Exercise requirements: Set down the passage on CASPER's partner institutions word for word, starting at "CASPER researchers draw" and ending after "manufacturing and nanofabrication.".

Selected text:
CASPER researchers draw upon resource institutions on the local, national and worldwide scales. Under a collaboration agreement with nearby TSTC Waco, CASPER benefits from ready access to that institution’s expertise and extensive infrastructure in laser electro-optics, robotics, advanced manufacturing, semiconductor manufacturing and nanofabrication.

Similarly, through the center’s partnership with the Central Texas Astronomical Society, CASPER students and researchers enjoy access to the society’s Paul and Jane Meyer Observatory. The Meyer Observatory is located less than an hour away in the hills near Clifton, Texas and is equipped with a fully instrumented, computer-controlled 61-centimeter (24-inch) research-grade Cassegrain telescope. The agreement also brings with it opportunities for collaborative observations with University of Texas colleagues at UT’s McDonald Observatory located near Fort Davis in the remote Guadalupe Mountains of West Texas.

Point localization data:
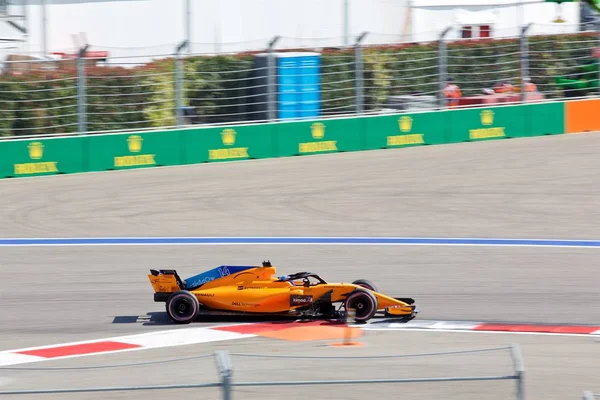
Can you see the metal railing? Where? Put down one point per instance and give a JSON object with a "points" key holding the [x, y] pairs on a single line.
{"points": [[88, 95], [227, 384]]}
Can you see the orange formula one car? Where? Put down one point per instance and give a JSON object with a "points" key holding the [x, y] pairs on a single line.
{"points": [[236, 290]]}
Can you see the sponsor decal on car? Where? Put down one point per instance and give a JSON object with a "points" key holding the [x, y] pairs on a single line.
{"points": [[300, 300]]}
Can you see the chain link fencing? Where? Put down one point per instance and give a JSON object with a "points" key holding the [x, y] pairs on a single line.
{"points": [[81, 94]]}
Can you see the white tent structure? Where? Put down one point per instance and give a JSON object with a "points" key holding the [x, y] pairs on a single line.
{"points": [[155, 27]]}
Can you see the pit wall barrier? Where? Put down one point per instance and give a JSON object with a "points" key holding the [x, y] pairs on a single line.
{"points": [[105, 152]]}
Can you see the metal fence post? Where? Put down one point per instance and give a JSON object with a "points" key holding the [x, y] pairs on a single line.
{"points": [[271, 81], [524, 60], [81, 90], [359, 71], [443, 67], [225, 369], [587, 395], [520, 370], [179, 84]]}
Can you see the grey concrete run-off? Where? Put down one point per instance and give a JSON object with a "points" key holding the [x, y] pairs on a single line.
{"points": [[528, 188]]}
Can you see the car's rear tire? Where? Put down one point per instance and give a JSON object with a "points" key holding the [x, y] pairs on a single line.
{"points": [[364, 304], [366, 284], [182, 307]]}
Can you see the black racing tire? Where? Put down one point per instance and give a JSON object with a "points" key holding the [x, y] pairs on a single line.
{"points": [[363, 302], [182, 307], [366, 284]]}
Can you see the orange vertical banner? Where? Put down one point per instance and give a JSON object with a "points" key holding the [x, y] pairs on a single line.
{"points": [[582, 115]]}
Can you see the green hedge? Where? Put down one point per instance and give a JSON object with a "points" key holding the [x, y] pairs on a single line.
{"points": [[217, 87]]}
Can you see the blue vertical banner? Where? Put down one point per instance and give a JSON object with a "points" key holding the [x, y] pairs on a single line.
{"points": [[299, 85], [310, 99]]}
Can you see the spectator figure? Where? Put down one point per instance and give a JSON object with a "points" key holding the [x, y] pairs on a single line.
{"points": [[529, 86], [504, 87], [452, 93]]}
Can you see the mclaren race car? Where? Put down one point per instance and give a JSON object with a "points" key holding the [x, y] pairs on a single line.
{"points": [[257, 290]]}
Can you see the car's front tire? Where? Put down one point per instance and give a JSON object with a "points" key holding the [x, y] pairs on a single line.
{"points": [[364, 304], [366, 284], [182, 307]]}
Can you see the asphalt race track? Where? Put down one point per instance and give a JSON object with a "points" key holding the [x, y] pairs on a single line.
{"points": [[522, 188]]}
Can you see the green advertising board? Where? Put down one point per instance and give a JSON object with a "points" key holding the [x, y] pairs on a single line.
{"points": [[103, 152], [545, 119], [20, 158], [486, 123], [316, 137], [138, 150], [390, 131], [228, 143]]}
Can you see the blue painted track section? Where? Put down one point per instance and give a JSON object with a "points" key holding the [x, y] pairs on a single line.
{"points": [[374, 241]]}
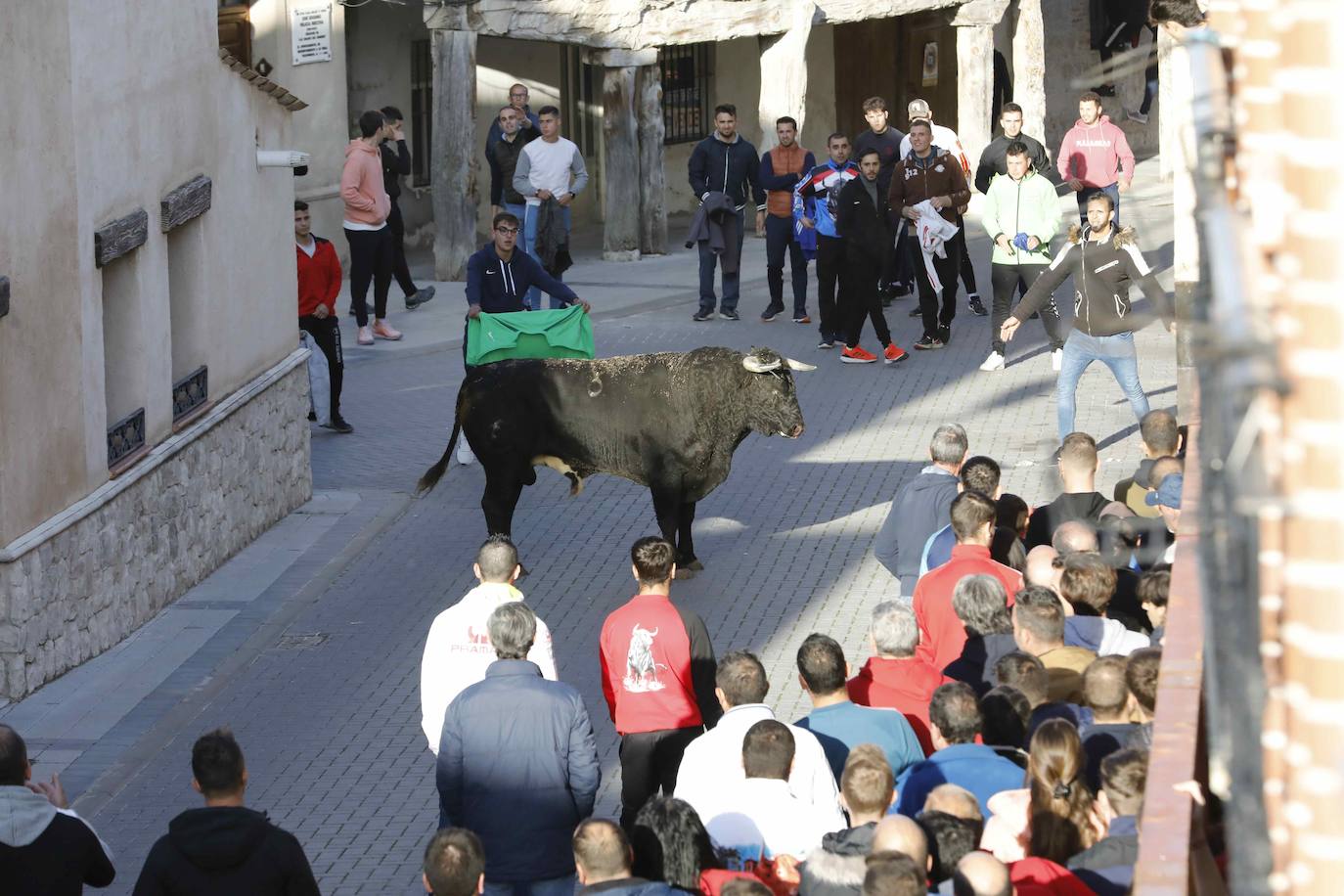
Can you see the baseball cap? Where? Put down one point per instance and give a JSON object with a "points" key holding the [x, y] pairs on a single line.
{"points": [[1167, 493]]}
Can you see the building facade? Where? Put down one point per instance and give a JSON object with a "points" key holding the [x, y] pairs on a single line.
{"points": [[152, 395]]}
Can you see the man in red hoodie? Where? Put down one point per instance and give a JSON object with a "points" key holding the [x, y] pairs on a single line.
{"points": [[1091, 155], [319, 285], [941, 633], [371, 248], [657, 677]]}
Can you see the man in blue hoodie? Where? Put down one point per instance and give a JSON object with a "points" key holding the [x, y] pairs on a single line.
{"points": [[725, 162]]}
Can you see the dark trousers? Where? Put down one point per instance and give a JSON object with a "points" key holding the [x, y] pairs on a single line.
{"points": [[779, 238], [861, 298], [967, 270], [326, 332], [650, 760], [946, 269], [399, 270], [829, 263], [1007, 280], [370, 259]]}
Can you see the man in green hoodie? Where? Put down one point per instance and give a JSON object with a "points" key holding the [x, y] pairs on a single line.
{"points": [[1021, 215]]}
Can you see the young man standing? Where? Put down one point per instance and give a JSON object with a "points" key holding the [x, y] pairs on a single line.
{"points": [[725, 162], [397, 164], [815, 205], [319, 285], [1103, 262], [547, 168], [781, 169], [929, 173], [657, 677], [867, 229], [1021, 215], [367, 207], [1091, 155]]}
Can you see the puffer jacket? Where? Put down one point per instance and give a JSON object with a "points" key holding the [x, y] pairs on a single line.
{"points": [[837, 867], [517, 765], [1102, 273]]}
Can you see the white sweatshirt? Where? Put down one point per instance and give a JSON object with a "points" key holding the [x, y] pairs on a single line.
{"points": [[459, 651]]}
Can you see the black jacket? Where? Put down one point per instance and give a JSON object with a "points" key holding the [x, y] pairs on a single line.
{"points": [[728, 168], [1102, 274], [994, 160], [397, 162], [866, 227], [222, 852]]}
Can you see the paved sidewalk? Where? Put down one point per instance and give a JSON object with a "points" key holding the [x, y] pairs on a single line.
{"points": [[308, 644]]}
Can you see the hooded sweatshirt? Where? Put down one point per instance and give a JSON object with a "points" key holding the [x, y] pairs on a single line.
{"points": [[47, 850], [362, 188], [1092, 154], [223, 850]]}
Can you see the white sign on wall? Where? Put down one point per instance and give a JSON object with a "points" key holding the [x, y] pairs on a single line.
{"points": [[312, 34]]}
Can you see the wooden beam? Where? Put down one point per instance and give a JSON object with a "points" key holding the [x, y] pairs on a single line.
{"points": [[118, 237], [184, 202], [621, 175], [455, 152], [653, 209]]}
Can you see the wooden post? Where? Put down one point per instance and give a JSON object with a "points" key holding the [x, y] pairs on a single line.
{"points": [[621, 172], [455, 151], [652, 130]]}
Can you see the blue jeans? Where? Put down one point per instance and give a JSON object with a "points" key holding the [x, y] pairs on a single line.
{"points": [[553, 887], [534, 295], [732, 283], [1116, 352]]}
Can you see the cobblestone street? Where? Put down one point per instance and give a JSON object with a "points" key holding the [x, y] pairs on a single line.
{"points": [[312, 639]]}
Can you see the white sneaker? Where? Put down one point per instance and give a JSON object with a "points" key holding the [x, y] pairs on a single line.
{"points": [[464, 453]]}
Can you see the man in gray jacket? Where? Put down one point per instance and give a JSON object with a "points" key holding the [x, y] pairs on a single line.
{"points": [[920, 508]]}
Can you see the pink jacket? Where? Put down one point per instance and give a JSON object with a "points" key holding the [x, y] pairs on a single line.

Completed task:
CASPER researchers draw upon resource institutions on the local, national and worldwide scales. Under a collaboration agreement with nearby TSTC Waco, CASPER benefits from ready access to that institution’s expertise and extensive infrastructure in laser electro-optics, robotics, advanced manufacturing, semiconductor manufacturing and nanofabrication.